(Records of labeled points)
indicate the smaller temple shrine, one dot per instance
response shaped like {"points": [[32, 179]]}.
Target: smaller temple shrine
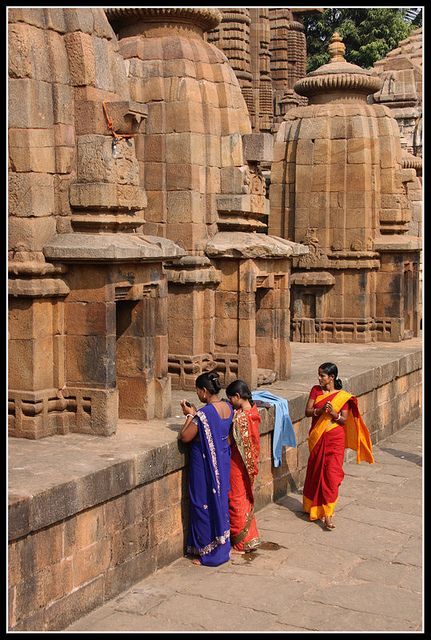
{"points": [[339, 185]]}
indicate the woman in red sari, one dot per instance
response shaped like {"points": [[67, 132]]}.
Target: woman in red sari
{"points": [[245, 447], [336, 425]]}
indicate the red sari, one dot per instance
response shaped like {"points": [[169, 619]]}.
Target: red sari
{"points": [[245, 449], [327, 442]]}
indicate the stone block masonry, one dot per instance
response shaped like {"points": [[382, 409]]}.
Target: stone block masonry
{"points": [[90, 516]]}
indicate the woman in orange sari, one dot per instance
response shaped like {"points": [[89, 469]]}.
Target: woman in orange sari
{"points": [[245, 447], [336, 425]]}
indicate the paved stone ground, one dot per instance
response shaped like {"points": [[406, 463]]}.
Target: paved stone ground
{"points": [[365, 575]]}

Problem statement:
Turn the material into a two-column CSV with the headers input and output, beginning at the line that has "indicate the woman in red" and continuing through the end of the material. Write one row per text-and-answer pair, with each field in quotation marks and every line break changed to a space.

Correct result:
input,output
"indicate the woman in red sari, one dot per instance response shaped like {""points"": [[67, 132]]}. Target: woman in red sari","{""points"": [[245, 447], [336, 425]]}"
"indicate the red sari, one dot per instance response shaped like {""points"": [[169, 619]]}. Target: red sari","{""points"": [[245, 449], [327, 442]]}"
"indicate the stone block masonry, one dot per instance response shaped like {""points"": [[382, 409]]}. Target: stone block masonry","{""points"": [[90, 516]]}"
"indicate the woman in orange sari, one dot per instance response shaped like {""points"": [[89, 469]]}. Target: woman in orange sari","{""points"": [[245, 447], [336, 425]]}"
"indicate the paved stone ground, one dot per instance response shaped like {""points"": [[406, 463]]}. Target: paved stone ground","{""points"": [[365, 575]]}"